> GOAL: Arrange the entries below, from their start through the line containing "column 695, row 326", as a Markdown table with the columns Row and Text, one numbered row per line. Skip blank lines and leave the pictures out.

> DATA FOR PROCESSING:
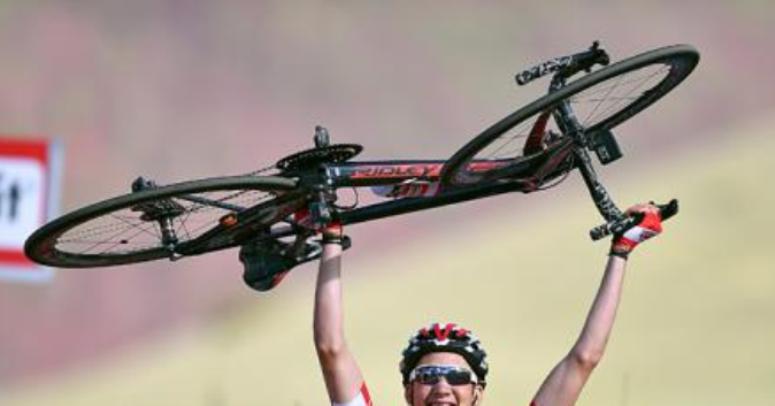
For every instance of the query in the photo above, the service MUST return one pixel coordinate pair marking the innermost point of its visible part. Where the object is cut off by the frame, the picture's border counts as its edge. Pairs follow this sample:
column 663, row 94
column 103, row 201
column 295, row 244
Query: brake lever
column 625, row 223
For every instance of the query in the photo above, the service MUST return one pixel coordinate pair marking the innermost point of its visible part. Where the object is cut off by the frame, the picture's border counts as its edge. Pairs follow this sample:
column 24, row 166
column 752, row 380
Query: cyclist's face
column 442, row 393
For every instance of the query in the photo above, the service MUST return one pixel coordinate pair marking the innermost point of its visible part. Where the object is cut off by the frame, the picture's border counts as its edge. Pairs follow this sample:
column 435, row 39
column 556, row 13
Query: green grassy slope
column 695, row 326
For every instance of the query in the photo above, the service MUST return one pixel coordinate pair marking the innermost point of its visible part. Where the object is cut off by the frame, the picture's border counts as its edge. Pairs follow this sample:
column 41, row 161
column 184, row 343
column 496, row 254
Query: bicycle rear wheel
column 600, row 101
column 163, row 222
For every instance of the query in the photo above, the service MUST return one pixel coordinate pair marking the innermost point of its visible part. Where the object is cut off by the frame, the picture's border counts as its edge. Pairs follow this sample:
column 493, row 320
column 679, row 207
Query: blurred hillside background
column 175, row 90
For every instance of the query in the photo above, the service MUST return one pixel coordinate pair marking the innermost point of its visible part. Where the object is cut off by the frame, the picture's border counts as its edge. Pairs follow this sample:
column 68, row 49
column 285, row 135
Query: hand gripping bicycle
column 274, row 214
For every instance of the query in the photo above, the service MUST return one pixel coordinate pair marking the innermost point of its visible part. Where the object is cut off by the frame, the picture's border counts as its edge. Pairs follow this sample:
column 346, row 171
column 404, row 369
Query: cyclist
column 445, row 364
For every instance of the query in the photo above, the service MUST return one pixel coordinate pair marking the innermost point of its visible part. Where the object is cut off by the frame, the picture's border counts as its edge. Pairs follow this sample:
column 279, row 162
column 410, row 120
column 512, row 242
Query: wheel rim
column 115, row 232
column 597, row 103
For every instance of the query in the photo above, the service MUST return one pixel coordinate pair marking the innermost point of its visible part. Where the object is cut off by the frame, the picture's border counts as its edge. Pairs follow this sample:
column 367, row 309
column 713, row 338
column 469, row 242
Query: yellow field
column 696, row 326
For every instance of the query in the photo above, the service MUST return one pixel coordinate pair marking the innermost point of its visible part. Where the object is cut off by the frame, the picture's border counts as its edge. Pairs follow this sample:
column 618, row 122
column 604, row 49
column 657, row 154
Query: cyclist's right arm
column 342, row 376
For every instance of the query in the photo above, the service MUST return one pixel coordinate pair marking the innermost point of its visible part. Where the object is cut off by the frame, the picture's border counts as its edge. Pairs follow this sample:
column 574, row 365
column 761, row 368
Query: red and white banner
column 29, row 194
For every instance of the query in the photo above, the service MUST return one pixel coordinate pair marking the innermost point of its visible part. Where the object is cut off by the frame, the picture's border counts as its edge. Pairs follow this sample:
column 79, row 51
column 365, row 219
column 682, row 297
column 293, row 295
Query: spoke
column 121, row 242
column 119, row 218
column 618, row 100
column 601, row 88
column 608, row 93
column 636, row 87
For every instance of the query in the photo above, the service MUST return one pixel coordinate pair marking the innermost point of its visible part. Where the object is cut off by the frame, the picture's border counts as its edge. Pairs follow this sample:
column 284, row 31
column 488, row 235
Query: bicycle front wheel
column 179, row 219
column 600, row 100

> PROBLEM SOLUTION:
| Row | Text |
|---|---|
| 1 | For every instance of the query in the photo above, the service MUST return one pixel coordinate pair marking the innermost point of its visible part. Where the object is cut off by the frame, the picture's border counts as its edge. Pairs follow this sample: |
| 2 | column 663, row 94 |
| 3 | column 103, row 201 |
| 4 | column 295, row 244 |
| 5 | Query: brake lever |
| 6 | column 625, row 223 |
| 7 | For every instance of the query in the photo above, the service MUST return one pixel coordinate pair marking the innermost point of its visible part. Where the object is cut off by the frame, the picture's border counts as its edge. Pairs follow this sample: |
| 8 | column 24, row 166 |
| 9 | column 752, row 380 |
| 10 | Query: cyclist's face |
| 11 | column 442, row 393 |
| 12 | For every instance of the query in the photo above, the service MUST return one pixel coordinate pair marking the innermost point of its visible part. Where the object is cut off by the frame, the picture's border counts as its edge. Pairs follow this sample: |
| 13 | column 435, row 39 |
| 14 | column 556, row 13 |
| 15 | Query: green grassy slope |
| 16 | column 695, row 326 |